- [Assignment] Reproduce the records precisely. Every line should be included.

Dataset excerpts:
------------------------
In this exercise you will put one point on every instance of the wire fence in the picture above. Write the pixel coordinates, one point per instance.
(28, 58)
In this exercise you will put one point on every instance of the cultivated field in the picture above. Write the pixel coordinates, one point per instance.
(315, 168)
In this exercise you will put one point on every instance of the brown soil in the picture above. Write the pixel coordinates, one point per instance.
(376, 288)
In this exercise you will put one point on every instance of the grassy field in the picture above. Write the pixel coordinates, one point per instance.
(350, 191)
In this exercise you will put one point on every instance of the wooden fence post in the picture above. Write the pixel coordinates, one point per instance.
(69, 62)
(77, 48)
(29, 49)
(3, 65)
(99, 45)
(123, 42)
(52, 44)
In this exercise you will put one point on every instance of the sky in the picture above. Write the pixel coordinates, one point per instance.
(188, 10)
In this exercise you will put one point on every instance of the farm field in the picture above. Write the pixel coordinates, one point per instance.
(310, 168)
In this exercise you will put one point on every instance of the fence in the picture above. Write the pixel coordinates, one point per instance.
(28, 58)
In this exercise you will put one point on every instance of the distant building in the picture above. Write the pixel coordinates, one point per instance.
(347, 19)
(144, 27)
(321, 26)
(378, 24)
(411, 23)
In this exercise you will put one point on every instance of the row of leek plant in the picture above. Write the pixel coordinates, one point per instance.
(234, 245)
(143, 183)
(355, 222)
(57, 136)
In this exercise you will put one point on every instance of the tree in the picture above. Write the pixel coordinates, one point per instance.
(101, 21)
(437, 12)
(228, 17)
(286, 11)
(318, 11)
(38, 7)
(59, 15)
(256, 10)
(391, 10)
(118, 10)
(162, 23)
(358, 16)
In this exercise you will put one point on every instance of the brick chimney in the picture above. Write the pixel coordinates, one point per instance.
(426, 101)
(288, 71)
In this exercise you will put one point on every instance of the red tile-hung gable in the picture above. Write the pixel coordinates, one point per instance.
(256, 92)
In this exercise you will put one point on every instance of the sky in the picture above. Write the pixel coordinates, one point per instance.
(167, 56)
------------------------
- [Solution below]
In this exercise you will put one point on every instance of the wire fence in the picture above. Write the pixel coordinates, one point per instance.
(28, 58)
In this exercise you will put one point on every instance of the cultivated field in the picture above. Write the pixel coordinates, one point per instance.
(315, 168)
In this exercise you will put one point on every instance of the brown soil in the picture above. Write the pixel coordinates, one point per instance.
(376, 288)
In this exercise you will put one point on every instance of the grassy field in the picture above. Write the pixel coordinates, one point per instance.
(350, 191)
In this exercise you will put one point on every instance of the wooden fence post in the picture above. Write the pixel coordinates, one point per instance.
(69, 62)
(77, 48)
(29, 49)
(3, 65)
(99, 45)
(123, 42)
(52, 44)
In this exercise you will put one point on every instance of the sky in the picture above. Write the pixel coordinates, one point per instance.
(188, 10)
In this exercise you will put one point on every instance of the farm field in the picture above. Write the pixel coordinates, one point per instance.
(310, 168)
In this exercise you will put one point on every instance of the fence in the picture above. Write the pixel coordinates, one point per instance.
(28, 58)
In this exercise you will put one point on every instance of the distant building in the picture above. Write the pixel coordinates, one point per instance.
(347, 19)
(144, 27)
(321, 26)
(378, 24)
(411, 23)
In this exercise you will put one point on every instance of the row of leek plant in the picture above. Write the pixel coordinates, one point per instance.
(234, 245)
(143, 183)
(355, 222)
(57, 136)
In this exercise you will put one point on every instance of the tree in the picture above. Write the pixel coordinates, one point per instance.
(101, 21)
(437, 12)
(228, 17)
(286, 11)
(318, 11)
(38, 7)
(59, 15)
(256, 10)
(391, 10)
(118, 10)
(162, 23)
(358, 16)
In this exercise you will put one point on every instance of the brick chimney in the picture above. Write the pixel coordinates, one point per instance.
(426, 101)
(288, 71)
In this exercise you will put one point on every instance of the red tile-hung gable in the picture above. Write the pixel coordinates, one point per instance.
(256, 92)
In this exercise you will put one point on every instance of the sky in the picture above. Write the pixel coordinates, one point per instance.
(167, 56)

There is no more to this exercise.